**EXTRACTED INFORMATION:**
╔══
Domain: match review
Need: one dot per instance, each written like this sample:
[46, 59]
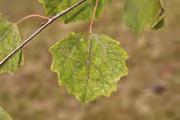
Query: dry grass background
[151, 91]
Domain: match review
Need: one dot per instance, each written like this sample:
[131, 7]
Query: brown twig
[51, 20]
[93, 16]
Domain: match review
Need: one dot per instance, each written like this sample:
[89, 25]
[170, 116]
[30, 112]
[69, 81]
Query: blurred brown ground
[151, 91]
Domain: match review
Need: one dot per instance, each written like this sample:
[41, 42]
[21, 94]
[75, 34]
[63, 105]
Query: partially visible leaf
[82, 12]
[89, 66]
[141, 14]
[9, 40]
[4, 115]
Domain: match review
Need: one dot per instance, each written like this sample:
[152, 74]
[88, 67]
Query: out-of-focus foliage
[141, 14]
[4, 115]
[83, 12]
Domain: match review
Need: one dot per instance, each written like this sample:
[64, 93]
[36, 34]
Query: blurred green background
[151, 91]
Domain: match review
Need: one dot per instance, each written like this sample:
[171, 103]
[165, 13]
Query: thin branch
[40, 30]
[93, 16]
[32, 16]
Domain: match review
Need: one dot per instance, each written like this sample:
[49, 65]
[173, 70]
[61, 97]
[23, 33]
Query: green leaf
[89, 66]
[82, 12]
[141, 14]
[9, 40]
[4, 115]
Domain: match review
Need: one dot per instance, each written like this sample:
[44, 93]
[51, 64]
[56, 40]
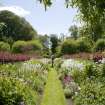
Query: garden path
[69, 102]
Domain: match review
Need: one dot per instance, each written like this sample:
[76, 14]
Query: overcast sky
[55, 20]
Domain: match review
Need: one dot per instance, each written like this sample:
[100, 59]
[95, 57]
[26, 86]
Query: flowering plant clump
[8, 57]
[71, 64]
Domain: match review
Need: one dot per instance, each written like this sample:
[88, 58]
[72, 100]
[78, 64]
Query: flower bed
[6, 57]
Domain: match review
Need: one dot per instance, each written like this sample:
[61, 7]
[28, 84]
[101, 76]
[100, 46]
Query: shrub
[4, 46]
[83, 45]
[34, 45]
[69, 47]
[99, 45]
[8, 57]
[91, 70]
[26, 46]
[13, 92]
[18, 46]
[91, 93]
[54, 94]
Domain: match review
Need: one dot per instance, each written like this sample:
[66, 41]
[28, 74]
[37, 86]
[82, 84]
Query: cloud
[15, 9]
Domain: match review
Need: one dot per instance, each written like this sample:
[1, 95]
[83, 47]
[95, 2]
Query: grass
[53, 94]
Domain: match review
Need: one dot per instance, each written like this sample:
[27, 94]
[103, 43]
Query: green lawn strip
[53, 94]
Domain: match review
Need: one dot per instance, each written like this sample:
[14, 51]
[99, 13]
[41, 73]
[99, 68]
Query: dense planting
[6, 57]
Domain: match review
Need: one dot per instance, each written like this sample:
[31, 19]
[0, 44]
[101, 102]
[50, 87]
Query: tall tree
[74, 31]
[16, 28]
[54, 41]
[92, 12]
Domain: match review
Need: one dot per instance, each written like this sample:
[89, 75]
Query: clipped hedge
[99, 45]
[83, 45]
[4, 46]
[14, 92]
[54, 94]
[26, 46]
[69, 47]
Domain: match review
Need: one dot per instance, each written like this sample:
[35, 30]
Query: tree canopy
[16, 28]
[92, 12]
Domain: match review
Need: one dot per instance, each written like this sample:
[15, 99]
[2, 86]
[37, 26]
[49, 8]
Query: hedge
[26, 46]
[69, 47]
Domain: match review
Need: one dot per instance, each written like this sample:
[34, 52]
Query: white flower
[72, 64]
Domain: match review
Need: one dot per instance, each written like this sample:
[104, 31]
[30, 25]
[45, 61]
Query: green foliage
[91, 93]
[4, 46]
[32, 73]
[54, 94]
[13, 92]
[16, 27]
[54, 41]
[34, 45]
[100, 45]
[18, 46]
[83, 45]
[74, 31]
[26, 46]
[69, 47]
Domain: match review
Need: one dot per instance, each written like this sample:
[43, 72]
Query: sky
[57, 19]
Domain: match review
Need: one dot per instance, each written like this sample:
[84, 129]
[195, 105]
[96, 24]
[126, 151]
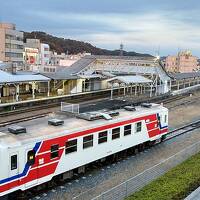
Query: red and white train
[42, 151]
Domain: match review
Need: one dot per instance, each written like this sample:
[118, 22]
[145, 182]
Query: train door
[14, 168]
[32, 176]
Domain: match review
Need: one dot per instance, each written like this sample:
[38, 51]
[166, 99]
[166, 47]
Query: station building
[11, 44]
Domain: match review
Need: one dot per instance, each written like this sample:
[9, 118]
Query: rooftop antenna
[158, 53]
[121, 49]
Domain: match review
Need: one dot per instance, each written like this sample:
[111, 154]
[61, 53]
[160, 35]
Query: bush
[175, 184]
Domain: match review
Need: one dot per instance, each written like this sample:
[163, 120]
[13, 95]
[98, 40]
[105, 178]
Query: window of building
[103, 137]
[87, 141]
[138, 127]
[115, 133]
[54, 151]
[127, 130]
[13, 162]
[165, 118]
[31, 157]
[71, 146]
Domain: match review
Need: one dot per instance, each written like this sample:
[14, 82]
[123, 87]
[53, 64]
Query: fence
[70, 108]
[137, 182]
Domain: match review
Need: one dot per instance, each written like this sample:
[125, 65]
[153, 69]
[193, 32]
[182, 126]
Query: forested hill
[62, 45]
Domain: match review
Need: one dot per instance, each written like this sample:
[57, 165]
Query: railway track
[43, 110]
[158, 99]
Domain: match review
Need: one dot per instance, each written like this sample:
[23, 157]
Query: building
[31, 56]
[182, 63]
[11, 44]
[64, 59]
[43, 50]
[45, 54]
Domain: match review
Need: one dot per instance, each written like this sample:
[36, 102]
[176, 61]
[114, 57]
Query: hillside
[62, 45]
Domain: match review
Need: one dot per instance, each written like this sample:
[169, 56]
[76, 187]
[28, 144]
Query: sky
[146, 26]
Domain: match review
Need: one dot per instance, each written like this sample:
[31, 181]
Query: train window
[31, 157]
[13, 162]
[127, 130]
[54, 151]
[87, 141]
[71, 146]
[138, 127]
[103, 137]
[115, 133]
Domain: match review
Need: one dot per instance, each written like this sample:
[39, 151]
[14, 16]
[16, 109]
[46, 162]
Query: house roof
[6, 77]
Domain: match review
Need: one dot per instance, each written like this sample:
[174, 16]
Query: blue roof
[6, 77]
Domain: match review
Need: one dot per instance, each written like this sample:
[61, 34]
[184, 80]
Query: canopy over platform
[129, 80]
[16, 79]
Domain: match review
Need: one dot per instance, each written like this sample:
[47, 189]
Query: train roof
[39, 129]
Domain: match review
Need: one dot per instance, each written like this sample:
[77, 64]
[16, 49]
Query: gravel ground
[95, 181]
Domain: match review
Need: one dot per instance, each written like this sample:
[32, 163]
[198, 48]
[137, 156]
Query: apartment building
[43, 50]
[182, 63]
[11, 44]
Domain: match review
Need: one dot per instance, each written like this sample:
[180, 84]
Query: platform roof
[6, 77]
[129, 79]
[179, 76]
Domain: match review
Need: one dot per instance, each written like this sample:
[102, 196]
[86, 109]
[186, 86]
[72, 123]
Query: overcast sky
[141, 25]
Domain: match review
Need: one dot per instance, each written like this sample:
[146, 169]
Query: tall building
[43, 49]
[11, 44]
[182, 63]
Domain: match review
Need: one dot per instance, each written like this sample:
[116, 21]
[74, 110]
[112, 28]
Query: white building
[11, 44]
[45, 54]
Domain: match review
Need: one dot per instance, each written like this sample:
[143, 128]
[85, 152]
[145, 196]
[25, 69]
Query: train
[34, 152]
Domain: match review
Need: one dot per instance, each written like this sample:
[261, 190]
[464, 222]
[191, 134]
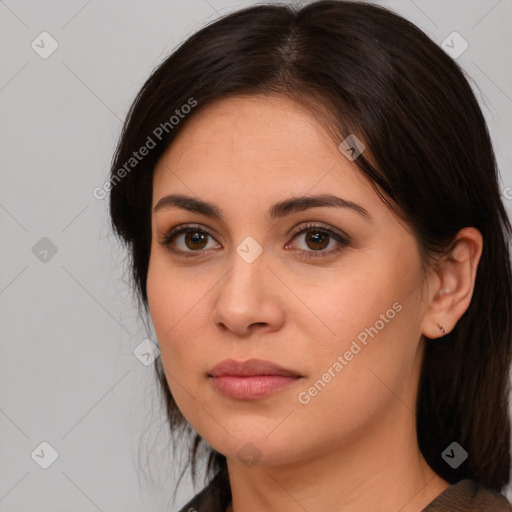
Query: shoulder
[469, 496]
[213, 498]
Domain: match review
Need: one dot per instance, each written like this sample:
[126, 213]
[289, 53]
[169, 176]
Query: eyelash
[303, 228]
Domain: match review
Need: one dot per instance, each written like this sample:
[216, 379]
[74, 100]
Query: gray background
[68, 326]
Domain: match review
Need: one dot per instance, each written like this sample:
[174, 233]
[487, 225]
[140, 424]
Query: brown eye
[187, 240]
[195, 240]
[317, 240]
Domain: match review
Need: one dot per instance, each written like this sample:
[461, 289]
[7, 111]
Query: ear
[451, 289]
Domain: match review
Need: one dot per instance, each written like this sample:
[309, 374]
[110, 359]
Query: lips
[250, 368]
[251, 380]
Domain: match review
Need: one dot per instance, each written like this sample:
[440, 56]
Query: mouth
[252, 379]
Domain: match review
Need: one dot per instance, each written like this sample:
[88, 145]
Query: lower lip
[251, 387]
╚══
╔══
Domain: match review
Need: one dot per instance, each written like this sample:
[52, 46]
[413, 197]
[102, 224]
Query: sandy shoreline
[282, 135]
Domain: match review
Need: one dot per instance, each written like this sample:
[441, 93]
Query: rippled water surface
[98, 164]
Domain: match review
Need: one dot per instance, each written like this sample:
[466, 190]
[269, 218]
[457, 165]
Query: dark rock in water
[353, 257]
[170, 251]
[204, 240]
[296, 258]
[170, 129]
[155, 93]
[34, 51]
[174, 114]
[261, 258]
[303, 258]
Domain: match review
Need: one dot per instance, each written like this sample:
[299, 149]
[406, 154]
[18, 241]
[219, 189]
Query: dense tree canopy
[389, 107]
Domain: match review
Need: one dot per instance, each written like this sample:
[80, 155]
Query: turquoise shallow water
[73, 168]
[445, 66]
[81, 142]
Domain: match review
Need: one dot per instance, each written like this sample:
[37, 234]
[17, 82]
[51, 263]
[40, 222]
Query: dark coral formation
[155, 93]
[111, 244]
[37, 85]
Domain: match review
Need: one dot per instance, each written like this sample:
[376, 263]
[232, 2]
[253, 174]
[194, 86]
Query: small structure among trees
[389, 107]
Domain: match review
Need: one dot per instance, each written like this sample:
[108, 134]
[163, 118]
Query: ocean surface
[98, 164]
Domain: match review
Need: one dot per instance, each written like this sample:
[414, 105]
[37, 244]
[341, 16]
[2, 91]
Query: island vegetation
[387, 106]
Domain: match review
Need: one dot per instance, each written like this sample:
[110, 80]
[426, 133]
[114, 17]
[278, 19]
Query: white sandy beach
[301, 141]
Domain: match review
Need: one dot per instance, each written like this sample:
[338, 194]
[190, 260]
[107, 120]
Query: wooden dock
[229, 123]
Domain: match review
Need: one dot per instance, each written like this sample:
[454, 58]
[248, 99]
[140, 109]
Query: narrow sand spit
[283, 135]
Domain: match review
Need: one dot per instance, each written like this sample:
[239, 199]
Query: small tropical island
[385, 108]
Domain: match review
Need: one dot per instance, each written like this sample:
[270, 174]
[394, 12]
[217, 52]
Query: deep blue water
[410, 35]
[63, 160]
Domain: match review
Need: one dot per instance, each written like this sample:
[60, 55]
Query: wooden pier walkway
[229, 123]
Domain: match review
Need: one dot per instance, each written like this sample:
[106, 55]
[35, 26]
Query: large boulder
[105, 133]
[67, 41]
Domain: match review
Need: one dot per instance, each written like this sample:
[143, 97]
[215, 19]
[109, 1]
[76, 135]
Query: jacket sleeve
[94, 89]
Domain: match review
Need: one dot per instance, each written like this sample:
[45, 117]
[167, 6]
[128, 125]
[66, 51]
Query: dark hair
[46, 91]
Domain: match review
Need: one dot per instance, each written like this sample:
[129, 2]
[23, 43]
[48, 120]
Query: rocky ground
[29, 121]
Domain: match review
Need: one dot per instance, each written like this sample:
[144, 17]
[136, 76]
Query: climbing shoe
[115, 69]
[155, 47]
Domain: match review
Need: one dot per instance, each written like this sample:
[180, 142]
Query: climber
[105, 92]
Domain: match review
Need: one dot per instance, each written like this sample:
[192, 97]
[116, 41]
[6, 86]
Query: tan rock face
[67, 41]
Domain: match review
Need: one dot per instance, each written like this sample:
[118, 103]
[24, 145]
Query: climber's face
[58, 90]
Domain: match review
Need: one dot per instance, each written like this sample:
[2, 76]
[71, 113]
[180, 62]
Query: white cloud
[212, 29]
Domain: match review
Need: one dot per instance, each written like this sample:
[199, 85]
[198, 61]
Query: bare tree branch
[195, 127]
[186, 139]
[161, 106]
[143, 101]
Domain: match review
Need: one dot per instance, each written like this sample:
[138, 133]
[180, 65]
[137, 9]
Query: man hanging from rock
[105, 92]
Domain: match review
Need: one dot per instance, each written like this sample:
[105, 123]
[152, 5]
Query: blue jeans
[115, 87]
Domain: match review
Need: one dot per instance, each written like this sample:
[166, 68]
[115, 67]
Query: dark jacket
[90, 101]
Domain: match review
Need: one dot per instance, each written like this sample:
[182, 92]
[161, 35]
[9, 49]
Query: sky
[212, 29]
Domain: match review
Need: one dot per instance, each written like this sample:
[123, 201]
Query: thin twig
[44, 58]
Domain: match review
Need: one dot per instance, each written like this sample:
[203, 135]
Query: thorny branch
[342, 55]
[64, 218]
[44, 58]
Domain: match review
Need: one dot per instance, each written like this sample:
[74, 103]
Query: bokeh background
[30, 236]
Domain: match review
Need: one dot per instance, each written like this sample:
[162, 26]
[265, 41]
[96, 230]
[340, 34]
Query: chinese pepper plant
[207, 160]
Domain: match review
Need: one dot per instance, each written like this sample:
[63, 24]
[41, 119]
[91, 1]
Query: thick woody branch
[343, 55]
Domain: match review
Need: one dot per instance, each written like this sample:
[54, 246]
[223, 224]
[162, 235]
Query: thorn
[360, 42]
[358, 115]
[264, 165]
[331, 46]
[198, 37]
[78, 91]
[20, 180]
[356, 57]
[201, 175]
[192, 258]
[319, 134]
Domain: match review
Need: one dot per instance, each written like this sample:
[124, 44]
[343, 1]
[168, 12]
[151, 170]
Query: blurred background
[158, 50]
╚══
╔══
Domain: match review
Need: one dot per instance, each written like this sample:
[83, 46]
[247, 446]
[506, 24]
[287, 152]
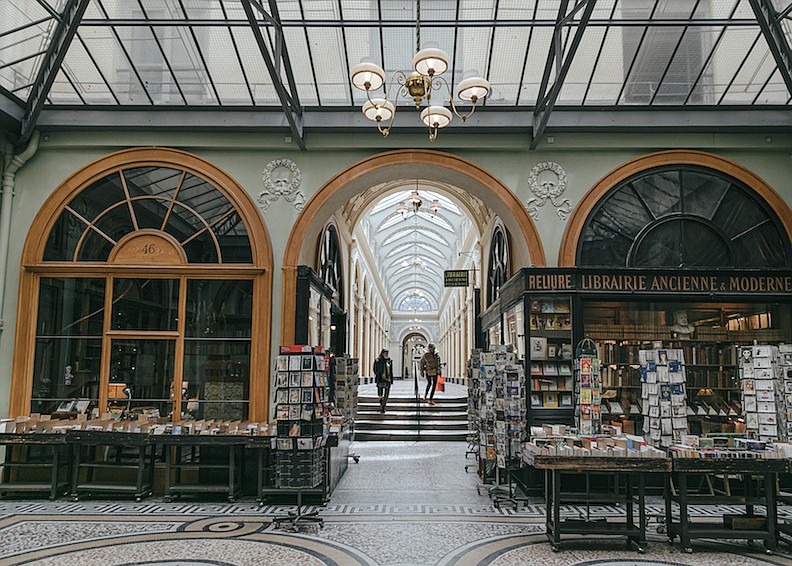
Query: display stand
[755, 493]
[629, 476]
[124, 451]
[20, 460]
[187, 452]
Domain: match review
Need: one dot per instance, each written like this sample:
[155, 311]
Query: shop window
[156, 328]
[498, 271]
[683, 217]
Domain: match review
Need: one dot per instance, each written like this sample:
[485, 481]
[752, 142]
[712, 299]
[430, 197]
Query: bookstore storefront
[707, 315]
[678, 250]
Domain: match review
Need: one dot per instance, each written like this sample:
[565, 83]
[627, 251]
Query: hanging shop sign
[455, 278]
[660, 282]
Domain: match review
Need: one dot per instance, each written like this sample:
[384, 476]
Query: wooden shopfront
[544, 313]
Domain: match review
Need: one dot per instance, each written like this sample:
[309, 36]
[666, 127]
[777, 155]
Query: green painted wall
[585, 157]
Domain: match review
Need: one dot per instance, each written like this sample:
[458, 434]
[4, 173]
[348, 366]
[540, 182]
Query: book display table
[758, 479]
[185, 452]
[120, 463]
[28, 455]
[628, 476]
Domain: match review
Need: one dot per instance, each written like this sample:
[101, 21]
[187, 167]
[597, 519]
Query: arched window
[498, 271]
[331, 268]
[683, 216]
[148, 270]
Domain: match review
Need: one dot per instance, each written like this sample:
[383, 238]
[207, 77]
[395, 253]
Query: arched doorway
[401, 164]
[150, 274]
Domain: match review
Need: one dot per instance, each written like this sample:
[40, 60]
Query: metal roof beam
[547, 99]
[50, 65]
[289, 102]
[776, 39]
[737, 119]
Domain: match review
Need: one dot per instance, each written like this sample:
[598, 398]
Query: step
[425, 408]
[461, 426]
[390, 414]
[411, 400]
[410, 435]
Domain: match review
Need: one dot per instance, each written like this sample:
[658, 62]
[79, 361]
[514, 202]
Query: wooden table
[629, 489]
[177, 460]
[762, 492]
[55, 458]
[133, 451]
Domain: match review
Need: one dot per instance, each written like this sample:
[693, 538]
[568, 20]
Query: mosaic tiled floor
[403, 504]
╚══
**BRIEF:**
Pick out each line in the material above that contains the word "green", and copy those lines.

**TASK ANSWER:**
Query: blurred green background
Query: green leaf
Query: green lawn strip
Query: green foliage
Query: green painted wall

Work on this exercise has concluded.